[Collected data]
☆ ☆ ☆ ☆ ☆

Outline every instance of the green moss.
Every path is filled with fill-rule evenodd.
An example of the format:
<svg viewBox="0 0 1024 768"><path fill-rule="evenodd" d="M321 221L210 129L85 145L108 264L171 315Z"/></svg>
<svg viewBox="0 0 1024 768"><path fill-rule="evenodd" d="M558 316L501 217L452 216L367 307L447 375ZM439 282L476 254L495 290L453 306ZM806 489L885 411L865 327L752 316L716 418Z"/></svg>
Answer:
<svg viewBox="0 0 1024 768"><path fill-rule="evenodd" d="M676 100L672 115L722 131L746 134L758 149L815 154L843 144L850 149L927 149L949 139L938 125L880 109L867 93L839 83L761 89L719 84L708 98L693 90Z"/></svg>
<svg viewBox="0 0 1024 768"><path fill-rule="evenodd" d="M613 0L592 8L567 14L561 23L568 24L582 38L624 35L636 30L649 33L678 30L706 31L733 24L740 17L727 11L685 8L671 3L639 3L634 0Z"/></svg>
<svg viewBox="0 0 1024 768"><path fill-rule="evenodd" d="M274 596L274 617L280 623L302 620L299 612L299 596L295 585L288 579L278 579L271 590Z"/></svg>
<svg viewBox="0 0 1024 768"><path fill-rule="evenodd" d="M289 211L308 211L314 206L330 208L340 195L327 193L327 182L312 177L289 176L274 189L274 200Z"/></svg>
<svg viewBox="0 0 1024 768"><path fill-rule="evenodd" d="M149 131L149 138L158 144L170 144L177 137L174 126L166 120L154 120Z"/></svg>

☆ ☆ ☆ ☆ ☆

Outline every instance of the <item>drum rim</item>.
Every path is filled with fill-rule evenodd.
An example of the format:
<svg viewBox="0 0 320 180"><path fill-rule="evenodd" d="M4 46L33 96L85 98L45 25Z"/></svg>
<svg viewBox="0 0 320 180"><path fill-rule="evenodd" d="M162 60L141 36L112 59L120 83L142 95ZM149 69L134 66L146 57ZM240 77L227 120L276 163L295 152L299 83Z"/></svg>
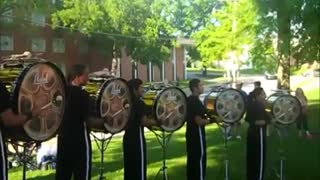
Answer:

☆ ☆ ☆ ☆ ☆

# Task prompt:
Where a line of the records has the string "instance", return that line.

# Written solution:
Outline every instance of the green moss.
Outline every instance of the <item>drum rim</item>.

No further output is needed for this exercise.